**EXERCISE**
Switch "young tree" to "small tree" in the lines starting with the line with "Spot the stone staircase" and going on through the line with "[[26, 311], [201, 334], [93, 231]]". Leave everything else in those lines unchanged, and give back only those lines.

**RECORDED INFORMATION**
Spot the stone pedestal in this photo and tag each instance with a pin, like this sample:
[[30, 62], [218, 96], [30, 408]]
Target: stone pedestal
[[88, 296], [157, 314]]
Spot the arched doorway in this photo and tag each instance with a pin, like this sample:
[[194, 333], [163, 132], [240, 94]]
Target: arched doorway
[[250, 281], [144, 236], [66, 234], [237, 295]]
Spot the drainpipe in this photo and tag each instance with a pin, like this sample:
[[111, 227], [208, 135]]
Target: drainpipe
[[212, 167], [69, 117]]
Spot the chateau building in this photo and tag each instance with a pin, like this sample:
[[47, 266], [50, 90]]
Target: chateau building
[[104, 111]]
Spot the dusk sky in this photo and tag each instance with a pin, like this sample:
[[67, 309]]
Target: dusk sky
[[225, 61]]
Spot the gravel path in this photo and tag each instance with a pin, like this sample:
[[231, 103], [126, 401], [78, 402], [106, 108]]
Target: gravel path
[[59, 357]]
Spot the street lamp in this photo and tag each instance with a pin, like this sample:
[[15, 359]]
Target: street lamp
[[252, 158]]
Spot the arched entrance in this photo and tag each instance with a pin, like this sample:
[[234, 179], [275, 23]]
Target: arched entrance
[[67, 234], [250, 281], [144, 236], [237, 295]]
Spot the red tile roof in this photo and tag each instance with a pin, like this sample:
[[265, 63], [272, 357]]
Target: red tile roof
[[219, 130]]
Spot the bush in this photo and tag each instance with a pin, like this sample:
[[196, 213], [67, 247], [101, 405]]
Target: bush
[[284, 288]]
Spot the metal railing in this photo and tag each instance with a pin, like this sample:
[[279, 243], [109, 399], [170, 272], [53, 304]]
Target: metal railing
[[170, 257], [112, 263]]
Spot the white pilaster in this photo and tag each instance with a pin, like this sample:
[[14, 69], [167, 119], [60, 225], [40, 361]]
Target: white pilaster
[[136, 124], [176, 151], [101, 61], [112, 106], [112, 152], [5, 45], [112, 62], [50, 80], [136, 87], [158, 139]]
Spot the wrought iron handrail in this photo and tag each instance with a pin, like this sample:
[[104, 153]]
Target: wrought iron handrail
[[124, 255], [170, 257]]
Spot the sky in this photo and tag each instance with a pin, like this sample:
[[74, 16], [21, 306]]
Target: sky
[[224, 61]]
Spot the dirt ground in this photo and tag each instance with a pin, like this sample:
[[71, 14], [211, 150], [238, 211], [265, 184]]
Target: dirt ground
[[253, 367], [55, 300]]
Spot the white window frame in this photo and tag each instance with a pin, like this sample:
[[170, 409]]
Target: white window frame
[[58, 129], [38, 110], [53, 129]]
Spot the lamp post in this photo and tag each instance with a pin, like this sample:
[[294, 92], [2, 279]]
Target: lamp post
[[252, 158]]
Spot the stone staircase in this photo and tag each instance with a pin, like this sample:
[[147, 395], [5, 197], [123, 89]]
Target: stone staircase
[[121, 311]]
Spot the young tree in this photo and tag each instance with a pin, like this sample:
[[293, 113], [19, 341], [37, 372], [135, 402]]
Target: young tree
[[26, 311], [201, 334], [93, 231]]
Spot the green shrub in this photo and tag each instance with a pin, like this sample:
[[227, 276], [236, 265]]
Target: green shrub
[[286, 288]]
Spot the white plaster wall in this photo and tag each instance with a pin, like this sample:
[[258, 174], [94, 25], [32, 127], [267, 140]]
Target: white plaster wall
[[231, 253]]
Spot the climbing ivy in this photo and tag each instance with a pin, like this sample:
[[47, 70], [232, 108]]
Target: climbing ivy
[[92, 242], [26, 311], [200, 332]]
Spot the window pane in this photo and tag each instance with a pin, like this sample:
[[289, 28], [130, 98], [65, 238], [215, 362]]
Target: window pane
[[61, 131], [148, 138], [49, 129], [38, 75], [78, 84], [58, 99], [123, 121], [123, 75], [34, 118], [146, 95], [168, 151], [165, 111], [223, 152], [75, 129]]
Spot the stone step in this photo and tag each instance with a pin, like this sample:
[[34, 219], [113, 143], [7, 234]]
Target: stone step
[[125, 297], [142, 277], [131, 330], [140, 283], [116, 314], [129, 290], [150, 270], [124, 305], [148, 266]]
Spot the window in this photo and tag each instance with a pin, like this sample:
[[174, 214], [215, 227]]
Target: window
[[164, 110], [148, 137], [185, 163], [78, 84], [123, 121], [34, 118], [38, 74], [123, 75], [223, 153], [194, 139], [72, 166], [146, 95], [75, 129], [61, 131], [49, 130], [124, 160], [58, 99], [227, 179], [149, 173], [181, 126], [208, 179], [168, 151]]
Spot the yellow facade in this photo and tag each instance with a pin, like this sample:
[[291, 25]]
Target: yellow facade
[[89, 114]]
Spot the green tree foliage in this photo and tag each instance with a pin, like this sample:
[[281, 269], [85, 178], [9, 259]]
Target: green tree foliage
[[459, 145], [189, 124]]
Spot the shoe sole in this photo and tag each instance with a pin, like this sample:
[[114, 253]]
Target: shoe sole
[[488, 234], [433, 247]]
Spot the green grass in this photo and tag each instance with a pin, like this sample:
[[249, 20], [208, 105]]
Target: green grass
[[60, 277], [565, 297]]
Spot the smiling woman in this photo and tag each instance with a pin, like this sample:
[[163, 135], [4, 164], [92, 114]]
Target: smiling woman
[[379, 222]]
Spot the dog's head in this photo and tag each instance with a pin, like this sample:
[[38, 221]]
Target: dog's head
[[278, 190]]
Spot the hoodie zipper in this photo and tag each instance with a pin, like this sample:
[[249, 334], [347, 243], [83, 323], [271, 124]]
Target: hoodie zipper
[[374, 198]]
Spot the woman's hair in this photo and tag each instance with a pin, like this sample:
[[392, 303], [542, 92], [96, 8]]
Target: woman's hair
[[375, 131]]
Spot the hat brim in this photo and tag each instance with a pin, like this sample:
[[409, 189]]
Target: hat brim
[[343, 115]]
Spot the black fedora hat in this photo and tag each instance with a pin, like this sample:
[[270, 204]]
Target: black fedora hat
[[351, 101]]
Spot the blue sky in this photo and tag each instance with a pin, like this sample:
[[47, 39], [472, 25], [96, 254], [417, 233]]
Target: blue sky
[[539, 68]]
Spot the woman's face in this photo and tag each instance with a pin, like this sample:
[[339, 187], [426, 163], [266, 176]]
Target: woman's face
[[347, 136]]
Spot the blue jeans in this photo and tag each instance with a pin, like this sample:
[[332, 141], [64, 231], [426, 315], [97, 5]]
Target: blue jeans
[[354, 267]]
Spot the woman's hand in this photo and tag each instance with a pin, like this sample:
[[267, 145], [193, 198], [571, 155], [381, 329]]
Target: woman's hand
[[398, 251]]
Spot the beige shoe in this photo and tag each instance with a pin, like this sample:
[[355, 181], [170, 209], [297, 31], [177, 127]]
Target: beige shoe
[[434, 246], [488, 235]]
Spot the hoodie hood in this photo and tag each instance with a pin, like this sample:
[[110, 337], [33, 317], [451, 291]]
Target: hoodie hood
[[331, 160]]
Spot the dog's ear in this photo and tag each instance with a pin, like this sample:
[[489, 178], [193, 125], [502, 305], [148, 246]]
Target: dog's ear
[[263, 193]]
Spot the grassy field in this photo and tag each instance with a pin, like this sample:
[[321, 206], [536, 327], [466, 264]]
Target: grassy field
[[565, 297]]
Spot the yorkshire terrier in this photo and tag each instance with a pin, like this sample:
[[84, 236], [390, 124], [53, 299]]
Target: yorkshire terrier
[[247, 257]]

**WRITTEN REPLY**
Spot the stone staircase in this photo and tag each instance with a pin, like this sample:
[[147, 395], [5, 197], [123, 89]]
Target: stone staircase
[[121, 311]]
Spot the small tree in this photo and tag each instance with a pin, like this sample:
[[293, 113], [19, 341], [37, 372], [135, 402]]
Target: small tree
[[26, 311], [201, 334], [93, 231]]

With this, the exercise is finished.